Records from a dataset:
= Beginning of Section =

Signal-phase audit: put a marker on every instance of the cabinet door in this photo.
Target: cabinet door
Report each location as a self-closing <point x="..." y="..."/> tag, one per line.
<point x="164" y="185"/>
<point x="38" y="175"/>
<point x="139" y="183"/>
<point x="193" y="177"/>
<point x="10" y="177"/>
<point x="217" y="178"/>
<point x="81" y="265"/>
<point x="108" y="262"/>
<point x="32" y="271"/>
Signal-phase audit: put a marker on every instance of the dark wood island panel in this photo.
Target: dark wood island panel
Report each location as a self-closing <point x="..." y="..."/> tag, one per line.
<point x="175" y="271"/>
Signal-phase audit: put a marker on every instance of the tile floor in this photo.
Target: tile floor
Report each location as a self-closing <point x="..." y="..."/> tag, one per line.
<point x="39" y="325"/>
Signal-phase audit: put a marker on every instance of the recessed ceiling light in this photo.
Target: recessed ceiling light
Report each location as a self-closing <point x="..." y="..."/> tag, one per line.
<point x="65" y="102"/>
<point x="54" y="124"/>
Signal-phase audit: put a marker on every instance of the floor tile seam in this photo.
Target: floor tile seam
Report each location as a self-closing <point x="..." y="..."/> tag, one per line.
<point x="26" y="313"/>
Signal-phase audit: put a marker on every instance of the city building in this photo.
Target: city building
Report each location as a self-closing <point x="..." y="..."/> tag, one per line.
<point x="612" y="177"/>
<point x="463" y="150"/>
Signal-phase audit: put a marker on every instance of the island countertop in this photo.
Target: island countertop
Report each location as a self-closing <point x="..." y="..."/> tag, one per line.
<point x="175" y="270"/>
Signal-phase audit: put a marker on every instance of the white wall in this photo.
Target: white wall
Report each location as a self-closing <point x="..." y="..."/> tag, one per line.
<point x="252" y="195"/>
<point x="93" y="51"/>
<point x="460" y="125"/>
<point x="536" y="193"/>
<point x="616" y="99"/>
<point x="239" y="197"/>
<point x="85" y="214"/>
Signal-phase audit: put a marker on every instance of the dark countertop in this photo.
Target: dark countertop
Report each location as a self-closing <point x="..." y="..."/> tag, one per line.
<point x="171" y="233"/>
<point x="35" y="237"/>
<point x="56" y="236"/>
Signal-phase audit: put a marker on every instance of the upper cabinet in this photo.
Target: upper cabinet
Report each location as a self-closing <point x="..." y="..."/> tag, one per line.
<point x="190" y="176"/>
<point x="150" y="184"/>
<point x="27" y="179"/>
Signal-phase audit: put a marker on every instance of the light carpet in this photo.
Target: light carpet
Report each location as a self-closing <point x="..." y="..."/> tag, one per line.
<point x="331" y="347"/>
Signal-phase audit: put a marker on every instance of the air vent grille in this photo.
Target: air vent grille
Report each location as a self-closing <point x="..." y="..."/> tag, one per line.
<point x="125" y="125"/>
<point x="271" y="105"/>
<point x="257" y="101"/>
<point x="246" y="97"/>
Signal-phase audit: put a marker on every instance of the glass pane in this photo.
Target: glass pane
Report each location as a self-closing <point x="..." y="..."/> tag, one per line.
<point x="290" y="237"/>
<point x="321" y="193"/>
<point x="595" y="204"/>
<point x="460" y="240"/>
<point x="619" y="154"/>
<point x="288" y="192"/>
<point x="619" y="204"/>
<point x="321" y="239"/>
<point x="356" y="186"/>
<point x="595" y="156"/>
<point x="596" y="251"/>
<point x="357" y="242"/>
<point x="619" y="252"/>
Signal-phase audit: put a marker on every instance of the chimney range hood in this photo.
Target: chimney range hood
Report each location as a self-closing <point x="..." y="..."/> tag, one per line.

= End of Section =

Set out the records again, exactly as they appear above.

Signal-phase audit: put a marker on every instance of the cabinet door in this photo.
Target: cabinet door
Report each location as a self-closing <point x="..." y="..."/> tag, one per line.
<point x="164" y="185"/>
<point x="38" y="175"/>
<point x="139" y="183"/>
<point x="193" y="177"/>
<point x="10" y="177"/>
<point x="217" y="178"/>
<point x="81" y="265"/>
<point x="108" y="262"/>
<point x="32" y="271"/>
Signal-phase audit: put a marker on every instance of the dark wood island panel in this photo.
Target: dark wood island panel
Report each location as a self-closing <point x="..." y="..."/> tag, one per line.
<point x="175" y="271"/>
Signal-phase audit: put a marker on every instance of the tile floor in this photo.
Target: tile floor
Report each location as a self-closing <point x="..." y="..."/> tag, one per line.
<point x="39" y="325"/>
Signal-phase audit: put a marker on every instance of the recessed ceiling light in this photo.
Target: recessed ceiling light
Report each location as a self-closing <point x="..." y="..."/> tag, one per line.
<point x="65" y="102"/>
<point x="54" y="124"/>
Signal-phase audit: put a marker on every instance of the floor tile seam in this photo.
Target: floor tile seam
Report each location as a self-closing <point x="..." y="..."/> tag, one per line.
<point x="26" y="313"/>
Signal-phase audit: put a marker on every instance of the city building in this photo.
Target: city building
Report each location as a self-closing <point x="..." y="..."/> tag, one per line.
<point x="612" y="177"/>
<point x="463" y="150"/>
Signal-phase audit: put a marker on every instance of the island countertop in this photo.
Target: island countertop
Report each location as a self-closing <point x="..." y="..."/> tag, one per line.
<point x="175" y="270"/>
Signal-phase audit: put a marker on every instance of the white wall in this photo.
Target: white wall
Report each location as a self-closing <point x="..." y="..."/> tag, one per line.
<point x="252" y="195"/>
<point x="93" y="51"/>
<point x="460" y="125"/>
<point x="536" y="193"/>
<point x="616" y="99"/>
<point x="239" y="197"/>
<point x="85" y="214"/>
Signal-phase audit: put a marker on every instance of the dark countertop in this photo.
Target: dark countertop
Report each location as a self-closing <point x="..." y="..."/> tag, one per line.
<point x="171" y="233"/>
<point x="35" y="237"/>
<point x="56" y="236"/>
Signal-phase audit: put a marker on every instance of the upper cabinet in this photo.
Target: upper cabinet
Report each location as a self-closing <point x="..." y="..."/> tag, one per line.
<point x="190" y="176"/>
<point x="150" y="184"/>
<point x="27" y="179"/>
Signal-phase audit: put a marker on every instance of the light carpet in this photo.
Target: light carpet
Report each location as a self-closing <point x="..." y="..."/> tag, one per line.
<point x="331" y="347"/>
Signal-phase audit: put a marker on every instance of the air vent grille in this photo.
Target: air vent grille
Report each location as a self-closing <point x="..." y="..."/> tag, one per line.
<point x="125" y="125"/>
<point x="271" y="105"/>
<point x="257" y="101"/>
<point x="246" y="97"/>
Signal-phase audit: put a marker on every instance of the glass pane in this photo.
Target: glass pane
Report each location as a self-closing <point x="..." y="..."/> tag, one per line.
<point x="290" y="237"/>
<point x="321" y="193"/>
<point x="595" y="204"/>
<point x="460" y="240"/>
<point x="619" y="154"/>
<point x="288" y="192"/>
<point x="619" y="204"/>
<point x="321" y="239"/>
<point x="356" y="186"/>
<point x="595" y="156"/>
<point x="596" y="251"/>
<point x="357" y="242"/>
<point x="619" y="252"/>
Signal-phase audit: put a marker on every instance of the chimney range hood in this photo.
Target: chimney range hood
Report each location as a self-closing <point x="..." y="..."/> tag, one per line.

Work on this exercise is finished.